What you should do: Read the data below line by line and state how many lines hold "teacup". Nothing else belongs in the answer.

Given records:

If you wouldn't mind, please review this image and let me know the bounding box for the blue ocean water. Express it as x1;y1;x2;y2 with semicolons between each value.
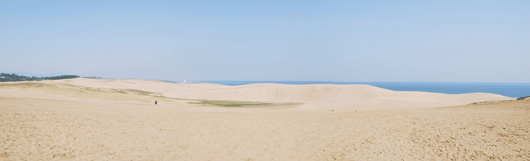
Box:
191;81;530;98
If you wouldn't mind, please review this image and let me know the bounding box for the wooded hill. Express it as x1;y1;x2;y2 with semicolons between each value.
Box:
0;73;79;82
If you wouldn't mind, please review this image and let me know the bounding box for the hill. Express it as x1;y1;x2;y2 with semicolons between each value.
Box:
0;73;79;82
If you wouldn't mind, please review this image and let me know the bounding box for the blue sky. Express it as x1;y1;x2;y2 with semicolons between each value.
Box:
0;0;528;82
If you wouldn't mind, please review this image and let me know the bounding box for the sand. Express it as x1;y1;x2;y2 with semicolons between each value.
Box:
49;78;513;111
1;78;529;160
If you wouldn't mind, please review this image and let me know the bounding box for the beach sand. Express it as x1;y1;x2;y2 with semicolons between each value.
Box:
1;78;528;160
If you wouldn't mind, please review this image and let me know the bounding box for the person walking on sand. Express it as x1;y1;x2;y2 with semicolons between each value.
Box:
155;101;157;105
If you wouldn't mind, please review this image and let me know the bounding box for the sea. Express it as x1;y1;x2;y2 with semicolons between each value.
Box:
188;81;530;98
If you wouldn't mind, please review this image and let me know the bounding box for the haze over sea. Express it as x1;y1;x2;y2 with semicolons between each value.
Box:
188;81;530;98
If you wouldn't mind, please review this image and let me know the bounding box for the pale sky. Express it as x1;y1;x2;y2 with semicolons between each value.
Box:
1;0;529;82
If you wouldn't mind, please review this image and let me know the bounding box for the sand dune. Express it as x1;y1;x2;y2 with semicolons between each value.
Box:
1;87;529;160
50;78;513;111
1;78;527;160
163;83;512;111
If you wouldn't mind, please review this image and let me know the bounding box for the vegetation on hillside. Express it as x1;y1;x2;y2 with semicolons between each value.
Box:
469;95;529;105
189;100;273;107
0;73;79;82
469;100;514;105
189;99;302;108
517;95;530;100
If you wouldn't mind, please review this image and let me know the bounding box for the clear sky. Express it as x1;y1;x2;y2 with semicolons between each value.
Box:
0;0;528;82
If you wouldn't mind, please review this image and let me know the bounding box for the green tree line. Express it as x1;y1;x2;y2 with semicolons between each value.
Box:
0;73;80;82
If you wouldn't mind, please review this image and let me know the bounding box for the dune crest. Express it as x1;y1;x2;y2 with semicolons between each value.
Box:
46;78;514;111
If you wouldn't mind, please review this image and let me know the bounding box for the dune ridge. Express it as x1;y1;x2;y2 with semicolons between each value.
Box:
47;78;513;111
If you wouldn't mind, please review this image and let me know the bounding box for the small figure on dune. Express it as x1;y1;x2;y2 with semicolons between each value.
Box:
155;101;157;105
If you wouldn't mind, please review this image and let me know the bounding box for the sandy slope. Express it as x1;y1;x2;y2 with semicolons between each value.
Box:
1;79;527;160
50;78;513;111
0;88;529;160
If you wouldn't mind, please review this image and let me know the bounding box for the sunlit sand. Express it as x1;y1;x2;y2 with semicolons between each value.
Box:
1;78;528;160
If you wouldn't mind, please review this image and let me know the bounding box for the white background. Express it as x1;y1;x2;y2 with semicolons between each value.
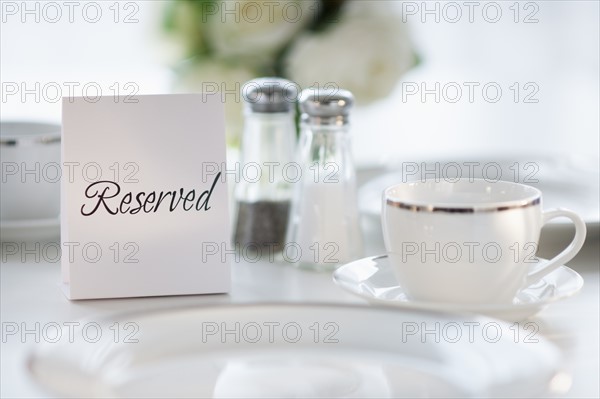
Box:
1;0;598;165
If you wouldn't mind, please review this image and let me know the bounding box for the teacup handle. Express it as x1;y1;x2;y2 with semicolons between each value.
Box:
526;208;587;286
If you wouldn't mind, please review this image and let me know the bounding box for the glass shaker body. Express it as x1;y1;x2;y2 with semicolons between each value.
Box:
233;79;297;252
286;116;363;270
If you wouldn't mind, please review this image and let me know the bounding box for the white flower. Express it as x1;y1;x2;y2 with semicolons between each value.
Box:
284;1;414;104
205;0;319;59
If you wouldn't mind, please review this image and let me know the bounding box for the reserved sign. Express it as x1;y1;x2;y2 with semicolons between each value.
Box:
79;177;220;216
61;94;230;299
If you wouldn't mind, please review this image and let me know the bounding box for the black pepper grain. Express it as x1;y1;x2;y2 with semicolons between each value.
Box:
233;200;291;252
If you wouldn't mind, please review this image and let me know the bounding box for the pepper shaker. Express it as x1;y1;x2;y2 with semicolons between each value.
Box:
233;78;298;252
286;88;364;270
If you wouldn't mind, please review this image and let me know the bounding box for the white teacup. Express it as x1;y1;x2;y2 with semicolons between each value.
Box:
382;179;587;304
1;122;61;221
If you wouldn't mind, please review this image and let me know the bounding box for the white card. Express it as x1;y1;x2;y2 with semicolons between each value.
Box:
61;94;230;299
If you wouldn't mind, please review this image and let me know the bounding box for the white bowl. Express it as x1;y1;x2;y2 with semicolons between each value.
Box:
1;121;61;221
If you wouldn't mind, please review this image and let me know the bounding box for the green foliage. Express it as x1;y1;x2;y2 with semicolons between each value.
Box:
163;0;348;66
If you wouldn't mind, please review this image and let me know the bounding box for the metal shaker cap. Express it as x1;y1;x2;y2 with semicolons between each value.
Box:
242;77;299;113
299;88;354;125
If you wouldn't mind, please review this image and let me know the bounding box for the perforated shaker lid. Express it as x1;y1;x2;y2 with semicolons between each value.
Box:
241;77;299;113
299;88;354;125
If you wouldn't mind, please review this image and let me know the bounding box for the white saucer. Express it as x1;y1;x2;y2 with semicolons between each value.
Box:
28;304;562;398
0;217;60;242
333;255;584;321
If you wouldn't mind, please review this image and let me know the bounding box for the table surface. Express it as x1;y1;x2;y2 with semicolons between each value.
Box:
1;220;599;398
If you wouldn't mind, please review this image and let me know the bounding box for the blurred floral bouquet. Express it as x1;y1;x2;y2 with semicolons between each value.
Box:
163;0;415;145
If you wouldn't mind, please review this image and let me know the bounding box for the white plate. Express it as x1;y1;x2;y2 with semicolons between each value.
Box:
28;304;562;398
359;156;600;226
0;217;60;242
333;255;584;321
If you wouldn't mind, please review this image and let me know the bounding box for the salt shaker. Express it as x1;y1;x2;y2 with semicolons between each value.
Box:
233;78;298;252
286;88;363;270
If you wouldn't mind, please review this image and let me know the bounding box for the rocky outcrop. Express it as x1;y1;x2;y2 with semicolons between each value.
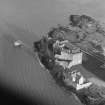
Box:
34;14;105;105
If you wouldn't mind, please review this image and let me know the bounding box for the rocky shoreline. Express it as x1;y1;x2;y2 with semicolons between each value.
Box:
34;14;105;105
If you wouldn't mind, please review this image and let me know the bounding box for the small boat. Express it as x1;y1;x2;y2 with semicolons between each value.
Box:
13;40;24;47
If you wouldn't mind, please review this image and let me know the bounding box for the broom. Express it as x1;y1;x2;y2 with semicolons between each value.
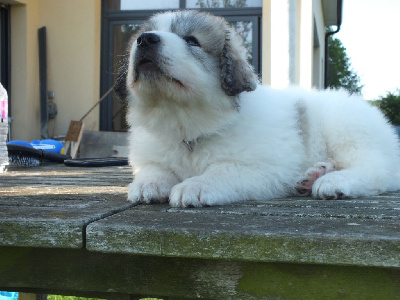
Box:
8;87;115;167
62;86;115;158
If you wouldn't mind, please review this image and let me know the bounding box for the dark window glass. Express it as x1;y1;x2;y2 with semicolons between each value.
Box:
104;0;180;10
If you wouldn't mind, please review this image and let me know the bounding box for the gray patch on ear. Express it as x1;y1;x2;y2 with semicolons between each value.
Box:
220;31;258;96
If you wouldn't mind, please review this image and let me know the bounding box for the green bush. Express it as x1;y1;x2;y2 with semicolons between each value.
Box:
48;296;103;300
327;34;363;95
48;296;161;300
377;90;400;125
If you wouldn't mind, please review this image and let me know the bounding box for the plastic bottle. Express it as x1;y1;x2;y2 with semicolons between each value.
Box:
0;83;8;123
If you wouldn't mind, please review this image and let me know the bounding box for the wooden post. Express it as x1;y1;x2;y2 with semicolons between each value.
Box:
64;121;84;159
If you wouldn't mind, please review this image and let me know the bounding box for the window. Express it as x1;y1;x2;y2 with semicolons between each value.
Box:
104;0;262;10
0;4;10;98
0;4;10;123
100;0;262;131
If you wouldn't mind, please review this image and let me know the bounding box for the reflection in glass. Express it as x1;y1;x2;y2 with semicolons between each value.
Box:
186;0;262;8
120;0;179;10
229;21;253;63
111;23;141;131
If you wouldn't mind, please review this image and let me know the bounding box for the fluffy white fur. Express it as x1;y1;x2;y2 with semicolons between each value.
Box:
117;11;400;207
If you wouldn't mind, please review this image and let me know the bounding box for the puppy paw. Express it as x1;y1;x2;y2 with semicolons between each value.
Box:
128;180;174;204
313;176;347;200
312;171;354;200
295;160;336;196
169;181;206;207
169;180;225;208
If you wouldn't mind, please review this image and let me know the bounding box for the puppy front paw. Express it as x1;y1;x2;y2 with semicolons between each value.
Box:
128;180;174;204
312;173;350;200
169;181;204;208
169;180;225;208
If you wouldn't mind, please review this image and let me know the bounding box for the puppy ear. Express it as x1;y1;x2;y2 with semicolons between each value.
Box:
220;28;258;96
113;63;129;102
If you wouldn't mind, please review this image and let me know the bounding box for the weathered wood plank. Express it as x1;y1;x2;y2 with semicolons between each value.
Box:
1;163;400;266
0;164;134;248
1;164;400;299
86;195;400;267
0;247;399;300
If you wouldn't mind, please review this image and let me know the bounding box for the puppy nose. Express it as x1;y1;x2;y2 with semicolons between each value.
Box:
137;33;160;49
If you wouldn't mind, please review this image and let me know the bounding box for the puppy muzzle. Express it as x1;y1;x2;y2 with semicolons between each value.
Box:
134;33;162;80
137;32;161;49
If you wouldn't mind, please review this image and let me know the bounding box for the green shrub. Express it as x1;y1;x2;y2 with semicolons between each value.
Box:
48;296;103;300
48;296;161;300
377;90;400;125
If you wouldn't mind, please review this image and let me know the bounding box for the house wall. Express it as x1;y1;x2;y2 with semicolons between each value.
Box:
9;0;101;141
262;0;327;90
261;0;271;86
312;0;326;89
7;0;332;140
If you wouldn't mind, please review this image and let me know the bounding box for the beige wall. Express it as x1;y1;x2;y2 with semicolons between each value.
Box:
10;0;40;141
9;0;101;141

Response: 2